━━ Records for this task

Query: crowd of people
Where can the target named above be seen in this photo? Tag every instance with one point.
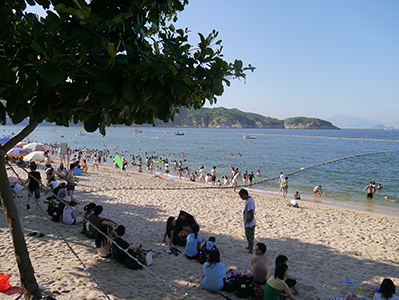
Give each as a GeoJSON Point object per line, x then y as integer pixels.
{"type": "Point", "coordinates": [276, 279]}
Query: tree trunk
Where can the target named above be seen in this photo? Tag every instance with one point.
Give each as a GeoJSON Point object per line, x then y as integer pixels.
{"type": "Point", "coordinates": [28, 281]}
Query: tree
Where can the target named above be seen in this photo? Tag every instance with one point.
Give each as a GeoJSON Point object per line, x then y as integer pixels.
{"type": "Point", "coordinates": [100, 62]}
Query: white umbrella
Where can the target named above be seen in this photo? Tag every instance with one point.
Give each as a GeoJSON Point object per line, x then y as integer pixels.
{"type": "Point", "coordinates": [36, 156]}
{"type": "Point", "coordinates": [35, 147]}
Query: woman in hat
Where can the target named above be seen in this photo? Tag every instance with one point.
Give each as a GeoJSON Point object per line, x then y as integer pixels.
{"type": "Point", "coordinates": [70, 215]}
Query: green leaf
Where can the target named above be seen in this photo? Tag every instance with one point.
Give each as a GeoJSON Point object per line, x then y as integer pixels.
{"type": "Point", "coordinates": [127, 91]}
{"type": "Point", "coordinates": [28, 87]}
{"type": "Point", "coordinates": [105, 86]}
{"type": "Point", "coordinates": [92, 123]}
{"type": "Point", "coordinates": [173, 69]}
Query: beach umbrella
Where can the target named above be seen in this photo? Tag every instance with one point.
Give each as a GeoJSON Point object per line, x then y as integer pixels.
{"type": "Point", "coordinates": [17, 152]}
{"type": "Point", "coordinates": [36, 156]}
{"type": "Point", "coordinates": [4, 139]}
{"type": "Point", "coordinates": [34, 147]}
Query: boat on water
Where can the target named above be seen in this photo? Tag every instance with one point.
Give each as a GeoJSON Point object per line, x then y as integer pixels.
{"type": "Point", "coordinates": [80, 134]}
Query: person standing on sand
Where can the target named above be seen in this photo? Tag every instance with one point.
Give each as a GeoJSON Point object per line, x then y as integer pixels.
{"type": "Point", "coordinates": [370, 190]}
{"type": "Point", "coordinates": [318, 191]}
{"type": "Point", "coordinates": [284, 186]}
{"type": "Point", "coordinates": [260, 264]}
{"type": "Point", "coordinates": [282, 177]}
{"type": "Point", "coordinates": [213, 175]}
{"type": "Point", "coordinates": [249, 218]}
{"type": "Point", "coordinates": [70, 179]}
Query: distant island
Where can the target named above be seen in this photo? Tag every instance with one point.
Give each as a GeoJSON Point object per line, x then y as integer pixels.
{"type": "Point", "coordinates": [221, 117]}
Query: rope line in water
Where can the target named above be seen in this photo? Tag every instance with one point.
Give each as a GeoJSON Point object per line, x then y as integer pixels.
{"type": "Point", "coordinates": [98, 231]}
{"type": "Point", "coordinates": [325, 163]}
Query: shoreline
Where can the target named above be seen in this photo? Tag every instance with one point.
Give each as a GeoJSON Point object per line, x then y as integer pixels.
{"type": "Point", "coordinates": [320, 240]}
{"type": "Point", "coordinates": [305, 198]}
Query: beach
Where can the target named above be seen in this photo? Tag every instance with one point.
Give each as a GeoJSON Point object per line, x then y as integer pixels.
{"type": "Point", "coordinates": [325, 245]}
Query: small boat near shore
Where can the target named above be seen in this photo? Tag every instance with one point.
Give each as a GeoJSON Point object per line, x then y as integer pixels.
{"type": "Point", "coordinates": [249, 136]}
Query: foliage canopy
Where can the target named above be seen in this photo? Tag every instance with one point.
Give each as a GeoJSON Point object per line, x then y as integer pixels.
{"type": "Point", "coordinates": [105, 62]}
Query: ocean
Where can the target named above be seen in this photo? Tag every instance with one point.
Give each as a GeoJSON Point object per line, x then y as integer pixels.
{"type": "Point", "coordinates": [273, 151]}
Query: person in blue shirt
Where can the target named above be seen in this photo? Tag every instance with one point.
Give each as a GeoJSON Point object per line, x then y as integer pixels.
{"type": "Point", "coordinates": [193, 244]}
{"type": "Point", "coordinates": [213, 272]}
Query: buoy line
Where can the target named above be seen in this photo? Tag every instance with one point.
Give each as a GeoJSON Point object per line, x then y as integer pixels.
{"type": "Point", "coordinates": [324, 163]}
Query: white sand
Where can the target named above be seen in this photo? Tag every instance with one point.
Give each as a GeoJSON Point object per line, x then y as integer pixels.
{"type": "Point", "coordinates": [325, 245]}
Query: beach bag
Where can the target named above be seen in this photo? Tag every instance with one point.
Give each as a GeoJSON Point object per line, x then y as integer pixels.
{"type": "Point", "coordinates": [131, 263]}
{"type": "Point", "coordinates": [244, 286]}
{"type": "Point", "coordinates": [230, 285]}
{"type": "Point", "coordinates": [4, 285]}
{"type": "Point", "coordinates": [258, 291]}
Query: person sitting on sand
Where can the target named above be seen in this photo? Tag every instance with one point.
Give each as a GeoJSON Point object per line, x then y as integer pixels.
{"type": "Point", "coordinates": [290, 279]}
{"type": "Point", "coordinates": [118, 254]}
{"type": "Point", "coordinates": [213, 272]}
{"type": "Point", "coordinates": [260, 263]}
{"type": "Point", "coordinates": [88, 209]}
{"type": "Point", "coordinates": [193, 245]}
{"type": "Point", "coordinates": [386, 291]}
{"type": "Point", "coordinates": [102, 243]}
{"type": "Point", "coordinates": [173, 235]}
{"type": "Point", "coordinates": [70, 215]}
{"type": "Point", "coordinates": [275, 284]}
{"type": "Point", "coordinates": [99, 222]}
{"type": "Point", "coordinates": [317, 190]}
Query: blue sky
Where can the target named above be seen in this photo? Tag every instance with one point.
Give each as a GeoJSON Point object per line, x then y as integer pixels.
{"type": "Point", "coordinates": [313, 58]}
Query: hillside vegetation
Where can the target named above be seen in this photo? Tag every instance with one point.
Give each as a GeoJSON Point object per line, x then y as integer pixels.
{"type": "Point", "coordinates": [221, 117]}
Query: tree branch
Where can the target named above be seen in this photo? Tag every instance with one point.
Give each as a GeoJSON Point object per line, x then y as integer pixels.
{"type": "Point", "coordinates": [20, 136]}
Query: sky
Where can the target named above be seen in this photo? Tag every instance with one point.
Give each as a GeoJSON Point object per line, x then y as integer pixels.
{"type": "Point", "coordinates": [313, 58]}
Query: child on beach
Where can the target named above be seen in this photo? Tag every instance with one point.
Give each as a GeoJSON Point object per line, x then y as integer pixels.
{"type": "Point", "coordinates": [193, 245]}
{"type": "Point", "coordinates": [34, 180]}
{"type": "Point", "coordinates": [173, 235]}
{"type": "Point", "coordinates": [386, 291]}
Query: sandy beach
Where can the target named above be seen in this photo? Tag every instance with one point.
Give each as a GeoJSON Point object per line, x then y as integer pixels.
{"type": "Point", "coordinates": [325, 245]}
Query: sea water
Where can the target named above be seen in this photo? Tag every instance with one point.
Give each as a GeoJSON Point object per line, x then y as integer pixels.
{"type": "Point", "coordinates": [273, 151]}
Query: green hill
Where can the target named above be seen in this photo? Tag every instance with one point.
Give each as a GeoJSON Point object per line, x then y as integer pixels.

━━━━

## What is expected
The answer must be an exact copy of the records above, with the pictures left out.

## Response to this exercise
Query: crowd of people
Where can the target named above be seen in this photo? Tag every instance with one point.
Give each as a GeoJSON Point object per line, x then y as integer pixels.
{"type": "Point", "coordinates": [276, 279]}
Query: tree trunk
Where can the target named above be seen in this photo? Tag every instance with one point.
Give each as a GeoJSON Point object per line, x then y as integer pixels.
{"type": "Point", "coordinates": [28, 281]}
Query: tree
Where can the target named above be seen in this photo? Tag every instance with one point.
Give each as a GeoJSON Point object per line, x then y as integer pixels.
{"type": "Point", "coordinates": [100, 62]}
Query: white umbrella
Where can the target named above be seen in this photo? Tag every instance with one point.
Give each as a GeoJSON Point object per line, x then y as integer pixels.
{"type": "Point", "coordinates": [36, 156]}
{"type": "Point", "coordinates": [35, 147]}
Query: woman in hat
Where can the target named above be seen in this photo? Tag every instance with one point.
Give each as a GeoJSON Point object per line, x then y as integer pixels.
{"type": "Point", "coordinates": [70, 215]}
Query: green leaf
Where can the target named above be seen in this photo? Tag every instance with one point.
Give each as a GeoJSON Point object per line, x then y as integer pixels.
{"type": "Point", "coordinates": [127, 91]}
{"type": "Point", "coordinates": [28, 87]}
{"type": "Point", "coordinates": [105, 86]}
{"type": "Point", "coordinates": [92, 123]}
{"type": "Point", "coordinates": [173, 69]}
Query: beach umbrella
Where can the target named above be seen in this photo? Tag every instance with one point.
Give each as a GeoJSON Point object per line, x then y as integer pixels.
{"type": "Point", "coordinates": [17, 152]}
{"type": "Point", "coordinates": [36, 156]}
{"type": "Point", "coordinates": [4, 139]}
{"type": "Point", "coordinates": [34, 147]}
Query: boat on water
Where can the target named above be seen in this photo? Tag every instance with one point.
Give each as a GeoJSON Point object per line, x then y as integer pixels.
{"type": "Point", "coordinates": [80, 134]}
Query: person standing on sand
Where can the target named above be seen in this photo? Tag every instance with one point.
Give each as a GeoJSON Point object per line, x then y as integer pixels.
{"type": "Point", "coordinates": [370, 190]}
{"type": "Point", "coordinates": [318, 191]}
{"type": "Point", "coordinates": [284, 186]}
{"type": "Point", "coordinates": [260, 264]}
{"type": "Point", "coordinates": [282, 177]}
{"type": "Point", "coordinates": [213, 175]}
{"type": "Point", "coordinates": [249, 218]}
{"type": "Point", "coordinates": [70, 179]}
Query: distant island
Where can the target named above be seen in this photo? Tag every instance with one point.
Give each as a GeoJSON Point object per line, x then y as integer pixels.
{"type": "Point", "coordinates": [221, 117]}
Query: rope line in water
Where can the target named above be seen in this photo? Tag every instance with one point.
Give each as a GeoJSON Point object per line, x then y as integer pixels.
{"type": "Point", "coordinates": [98, 231]}
{"type": "Point", "coordinates": [325, 163]}
Query: shoreline
Where can the target named above be seen in this photo? Tag every instance with one point.
Give each as a GeoJSON Point object per line, x then y as integer pixels.
{"type": "Point", "coordinates": [320, 240]}
{"type": "Point", "coordinates": [305, 198]}
Query: beach
Where can the target named above be seen in this photo? Tag every instance with one point.
Give each as a GeoJSON Point object per line, x then y as integer pixels.
{"type": "Point", "coordinates": [325, 245]}
Query: small boat near shore
Where can the target named above be seen in this photo? Tag every instance with one point.
Give each as a GeoJSON Point object per line, x then y as integer pixels.
{"type": "Point", "coordinates": [249, 136]}
Query: foliage canopy
Where can the target named above be seen in this photo? Tag every instance with one point.
Give each as a GeoJSON Point object per line, x then y as integer pixels.
{"type": "Point", "coordinates": [105, 62]}
Query: ocean
Where can the target named above be seen in this photo? Tag every instance with one point.
Give each as a GeoJSON Point object per line, x then y as integer pixels.
{"type": "Point", "coordinates": [273, 151]}
Query: person in blue shirt
Where can the target named above be seen in this photo? Tag every instance with one point.
Give each as a GeoJSON Point object per line, x then y as integer pixels.
{"type": "Point", "coordinates": [193, 244]}
{"type": "Point", "coordinates": [213, 272]}
Query: buoy line
Where can the target named above be seen in this photo? Tag every instance with one point.
Give each as a GeoJSON Point object per line, x then y as integer pixels.
{"type": "Point", "coordinates": [324, 163]}
Query: white sand
Where can the target named above be seen in this photo? Tag every instance with one point.
Give each as a GeoJSON Point object per line, x then y as integer pixels.
{"type": "Point", "coordinates": [325, 245]}
Query: beach bag
Where can the target named above be seen in this photo? Tag every instance with one point.
Give each as a GeoJSON Point object per line, x then y as integer pixels.
{"type": "Point", "coordinates": [131, 263]}
{"type": "Point", "coordinates": [244, 286]}
{"type": "Point", "coordinates": [230, 285]}
{"type": "Point", "coordinates": [4, 285]}
{"type": "Point", "coordinates": [258, 291]}
Query: person sitting on sand
Where can the target named above be seen in this photo? Tag every instance with one point.
Give each as a GeoJSON Point object per line, x then y as integer pixels.
{"type": "Point", "coordinates": [290, 279]}
{"type": "Point", "coordinates": [118, 254]}
{"type": "Point", "coordinates": [213, 272]}
{"type": "Point", "coordinates": [260, 263]}
{"type": "Point", "coordinates": [88, 209]}
{"type": "Point", "coordinates": [193, 245]}
{"type": "Point", "coordinates": [386, 291]}
{"type": "Point", "coordinates": [102, 243]}
{"type": "Point", "coordinates": [173, 235]}
{"type": "Point", "coordinates": [70, 215]}
{"type": "Point", "coordinates": [275, 284]}
{"type": "Point", "coordinates": [99, 222]}
{"type": "Point", "coordinates": [317, 190]}
Query: blue sky
Where can the target named above be seen in this photo? Tag every instance with one point.
Give each as a GeoJSON Point object per line, x then y as integer pixels.
{"type": "Point", "coordinates": [313, 58]}
Query: hillside vegetation
Where can the target named above be seen in this photo? Tag every instance with one point.
Give each as a GeoJSON Point object per line, x then y as integer pixels.
{"type": "Point", "coordinates": [221, 117]}
Query: tree branch
Where can the target named above be seen in this photo? Tag every instance with one point.
Give each as a GeoJSON Point object per line, x then y as integer pixels.
{"type": "Point", "coordinates": [20, 136]}
Query: sky
Where can the target named above be seen in this photo? Tag every instance with one point.
Give each as a GeoJSON Point object per line, x then y as integer pixels.
{"type": "Point", "coordinates": [313, 58]}
Query: child on beach
Where can the target named above be seen in this photo? Tag every instance with one point.
Give each as a GeoJSON Point object per line, x then y as integer pixels.
{"type": "Point", "coordinates": [193, 245]}
{"type": "Point", "coordinates": [34, 180]}
{"type": "Point", "coordinates": [173, 235]}
{"type": "Point", "coordinates": [386, 291]}
Query: sandy beach
Where can the target named above be seen in this photo? Tag every instance with one point.
Give each as a GeoJSON Point object per line, x then y as integer pixels.
{"type": "Point", "coordinates": [325, 245]}
Query: sea water
Where can the target named above be seen in this photo? Tag every instance with one point.
Give each as a GeoJSON Point object per line, x then y as integer pixels.
{"type": "Point", "coordinates": [273, 151]}
Query: green hill
Where can the target named above be seen in this photo? Tag every instance with one point.
Give each as a GeoJSON Point object per line, x then y as integer pixels.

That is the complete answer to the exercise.